**Problem statement**
Write out the passage of the 2013 booklist post between "As the year" and "happen one day!", inclusive, character for character.

**Selected extract**
★ ★ ★ ★ ★

Tuesday, December 31, 2013

2013 booklist

As the year comes to an end, it's time for the list of books I've read in the past 12 months again. I hope that no-one thinks I do this to show off (I'm not sure that my choice of reading matter is anything to boast about anyway!) it's just that I don't do 'clouds' or online 'wallets' so this is the most accessible way of finding out if I've read a book before I buy it - if I happen to find myself in an English language bookshop away from home. Well, it may happen one day!

I've read a massive amount of books in 2013, well, massive for me anyway - it works out at more than 3 a month which is a third more than I've ever managed before. Admittedly many of them are murder mysteries which don't take long to knock over, but still... Perhaps that hot summer where one found it too uncomfortable to do anything but lie around reading had something to do with it. Whatever the reason, 39 books flashed past my nose this year, but I'll be beggared if I can remember what was in any of them! That's not a sign of reading them too quickly, but of my innate stupidity.

★ ★ ★ ★ ★

**Data rows**
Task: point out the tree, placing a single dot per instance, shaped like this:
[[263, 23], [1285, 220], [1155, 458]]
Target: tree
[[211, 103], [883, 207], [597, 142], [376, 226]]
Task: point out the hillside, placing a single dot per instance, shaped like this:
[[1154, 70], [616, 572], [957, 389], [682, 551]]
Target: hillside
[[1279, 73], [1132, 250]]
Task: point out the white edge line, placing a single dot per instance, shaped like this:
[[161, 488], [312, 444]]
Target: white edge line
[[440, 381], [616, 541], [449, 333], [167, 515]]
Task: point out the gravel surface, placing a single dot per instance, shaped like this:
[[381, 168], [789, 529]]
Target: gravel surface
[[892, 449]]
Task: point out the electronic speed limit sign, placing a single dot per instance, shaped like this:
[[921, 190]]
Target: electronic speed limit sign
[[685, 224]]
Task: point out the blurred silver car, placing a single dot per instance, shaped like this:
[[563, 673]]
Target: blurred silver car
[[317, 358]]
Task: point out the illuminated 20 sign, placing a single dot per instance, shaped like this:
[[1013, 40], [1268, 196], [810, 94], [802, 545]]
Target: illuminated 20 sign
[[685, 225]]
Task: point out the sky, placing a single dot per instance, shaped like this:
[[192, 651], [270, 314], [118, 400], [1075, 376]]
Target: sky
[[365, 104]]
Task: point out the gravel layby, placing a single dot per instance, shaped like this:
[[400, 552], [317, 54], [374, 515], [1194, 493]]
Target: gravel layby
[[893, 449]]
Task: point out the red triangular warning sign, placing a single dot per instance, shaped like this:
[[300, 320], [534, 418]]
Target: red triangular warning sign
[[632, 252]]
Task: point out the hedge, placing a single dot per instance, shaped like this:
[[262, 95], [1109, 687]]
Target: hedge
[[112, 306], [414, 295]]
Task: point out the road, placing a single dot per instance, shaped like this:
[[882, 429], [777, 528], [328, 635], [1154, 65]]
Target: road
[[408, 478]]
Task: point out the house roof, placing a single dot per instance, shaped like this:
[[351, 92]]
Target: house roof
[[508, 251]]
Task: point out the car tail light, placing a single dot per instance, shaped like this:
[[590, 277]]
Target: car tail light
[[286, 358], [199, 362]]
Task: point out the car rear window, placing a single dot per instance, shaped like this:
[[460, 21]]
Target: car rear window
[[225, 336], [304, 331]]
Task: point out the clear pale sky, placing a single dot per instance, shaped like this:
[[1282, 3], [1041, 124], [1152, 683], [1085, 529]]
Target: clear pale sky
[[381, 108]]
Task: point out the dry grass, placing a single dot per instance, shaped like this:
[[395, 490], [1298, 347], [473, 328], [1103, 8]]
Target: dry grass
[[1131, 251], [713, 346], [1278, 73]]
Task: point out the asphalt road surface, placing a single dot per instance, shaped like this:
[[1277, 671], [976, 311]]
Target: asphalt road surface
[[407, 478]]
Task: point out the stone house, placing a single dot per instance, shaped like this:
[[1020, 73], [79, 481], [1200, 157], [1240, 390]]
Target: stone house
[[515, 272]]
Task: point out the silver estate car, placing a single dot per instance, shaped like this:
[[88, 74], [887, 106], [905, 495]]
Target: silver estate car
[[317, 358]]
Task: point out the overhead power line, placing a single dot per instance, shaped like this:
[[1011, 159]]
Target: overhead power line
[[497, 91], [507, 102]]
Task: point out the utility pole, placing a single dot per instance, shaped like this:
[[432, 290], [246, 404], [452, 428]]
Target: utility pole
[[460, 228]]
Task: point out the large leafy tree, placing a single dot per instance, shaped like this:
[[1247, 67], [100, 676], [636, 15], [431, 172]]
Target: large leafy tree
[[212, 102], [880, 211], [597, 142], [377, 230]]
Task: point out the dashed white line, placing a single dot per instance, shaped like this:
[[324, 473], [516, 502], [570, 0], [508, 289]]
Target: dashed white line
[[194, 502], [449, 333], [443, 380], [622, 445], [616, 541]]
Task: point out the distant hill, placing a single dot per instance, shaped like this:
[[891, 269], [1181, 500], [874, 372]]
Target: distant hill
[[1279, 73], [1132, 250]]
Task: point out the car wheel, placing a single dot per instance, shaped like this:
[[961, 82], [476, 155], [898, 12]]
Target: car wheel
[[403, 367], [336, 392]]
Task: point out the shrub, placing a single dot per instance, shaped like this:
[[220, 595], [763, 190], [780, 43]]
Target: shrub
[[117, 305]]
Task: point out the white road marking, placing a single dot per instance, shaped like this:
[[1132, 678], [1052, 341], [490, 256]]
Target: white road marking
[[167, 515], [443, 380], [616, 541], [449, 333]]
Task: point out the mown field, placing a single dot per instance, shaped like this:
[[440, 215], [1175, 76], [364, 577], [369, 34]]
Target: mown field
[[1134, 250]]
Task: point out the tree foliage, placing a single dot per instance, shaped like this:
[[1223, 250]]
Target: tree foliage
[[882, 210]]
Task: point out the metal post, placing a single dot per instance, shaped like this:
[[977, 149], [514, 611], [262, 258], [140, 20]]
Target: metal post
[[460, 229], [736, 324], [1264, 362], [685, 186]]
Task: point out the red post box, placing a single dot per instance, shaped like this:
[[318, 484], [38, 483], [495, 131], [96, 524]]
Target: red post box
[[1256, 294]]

★ ★ ★ ★ ★

**Result of the exercise**
As the year comes to an end, it's time for the list of books I've read in the past 12 months again. I hope that no-one thinks I do this to show off (I'm not sure that my choice of reading matter is anything to boast about anyway!) it's just that I don't do 'clouds' or online 'wallets' so this is the most accessible way of finding out if I've read a book before I buy it - if I happen to find myself in an English language bookshop away from home. Well, it may happen one day!